- Records to process -
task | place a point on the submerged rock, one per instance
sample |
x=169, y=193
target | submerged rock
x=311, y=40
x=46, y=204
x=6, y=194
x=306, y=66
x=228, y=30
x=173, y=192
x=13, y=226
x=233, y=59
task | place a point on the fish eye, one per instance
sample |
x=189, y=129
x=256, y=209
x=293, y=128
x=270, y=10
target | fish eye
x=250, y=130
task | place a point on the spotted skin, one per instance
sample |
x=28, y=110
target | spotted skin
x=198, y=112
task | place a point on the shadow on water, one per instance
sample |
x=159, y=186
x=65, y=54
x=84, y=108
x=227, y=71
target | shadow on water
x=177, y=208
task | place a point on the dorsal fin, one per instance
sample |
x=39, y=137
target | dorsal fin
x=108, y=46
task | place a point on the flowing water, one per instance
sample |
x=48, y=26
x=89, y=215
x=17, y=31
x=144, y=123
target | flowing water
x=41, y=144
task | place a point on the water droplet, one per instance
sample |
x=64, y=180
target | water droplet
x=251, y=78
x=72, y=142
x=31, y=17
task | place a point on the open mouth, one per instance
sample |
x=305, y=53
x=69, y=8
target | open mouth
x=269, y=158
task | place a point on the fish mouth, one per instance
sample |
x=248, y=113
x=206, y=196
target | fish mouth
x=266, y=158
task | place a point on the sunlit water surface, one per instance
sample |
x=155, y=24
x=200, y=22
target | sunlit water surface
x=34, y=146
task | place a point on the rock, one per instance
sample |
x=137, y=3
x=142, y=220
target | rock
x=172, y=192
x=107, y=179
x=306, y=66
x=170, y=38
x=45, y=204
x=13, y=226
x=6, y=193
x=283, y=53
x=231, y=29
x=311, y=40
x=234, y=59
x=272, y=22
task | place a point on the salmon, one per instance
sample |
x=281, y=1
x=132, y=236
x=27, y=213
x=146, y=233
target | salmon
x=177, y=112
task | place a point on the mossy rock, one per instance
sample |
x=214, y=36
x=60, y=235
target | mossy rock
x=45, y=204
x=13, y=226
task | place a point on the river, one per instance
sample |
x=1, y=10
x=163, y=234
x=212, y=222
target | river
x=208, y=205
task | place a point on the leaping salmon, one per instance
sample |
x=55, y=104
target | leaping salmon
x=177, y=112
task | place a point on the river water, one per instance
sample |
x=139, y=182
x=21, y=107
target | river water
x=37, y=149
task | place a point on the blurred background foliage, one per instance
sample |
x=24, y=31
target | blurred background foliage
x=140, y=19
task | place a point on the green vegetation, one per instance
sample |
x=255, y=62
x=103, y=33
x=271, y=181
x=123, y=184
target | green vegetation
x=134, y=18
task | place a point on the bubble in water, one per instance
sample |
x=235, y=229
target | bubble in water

---

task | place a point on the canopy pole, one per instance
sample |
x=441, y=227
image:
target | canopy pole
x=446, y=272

---

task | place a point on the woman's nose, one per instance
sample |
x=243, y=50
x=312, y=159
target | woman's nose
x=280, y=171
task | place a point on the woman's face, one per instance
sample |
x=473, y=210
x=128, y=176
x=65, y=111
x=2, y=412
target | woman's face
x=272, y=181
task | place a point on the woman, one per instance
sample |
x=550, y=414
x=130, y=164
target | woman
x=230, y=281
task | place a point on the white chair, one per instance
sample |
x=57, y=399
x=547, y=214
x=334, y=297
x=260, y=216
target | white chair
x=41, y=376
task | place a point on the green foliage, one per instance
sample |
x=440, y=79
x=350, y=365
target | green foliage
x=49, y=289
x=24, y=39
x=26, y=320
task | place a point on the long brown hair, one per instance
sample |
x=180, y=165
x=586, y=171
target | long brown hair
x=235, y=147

- What is asked -
Reproduce the material starting at the line that contains "task | place a point on the woman's nose, one" and ending at the line that contains "x=272, y=181", substituting "reference" for each occurrence of "sample" and changing nothing else.

- Solution for this problem -
task | place a point on the woman's nose, one per instance
reference |
x=243, y=50
x=312, y=159
target | woman's nose
x=280, y=171
task | place a point on the woman's face, one per instance
reference |
x=473, y=210
x=128, y=176
x=65, y=111
x=2, y=412
target | woman's face
x=272, y=181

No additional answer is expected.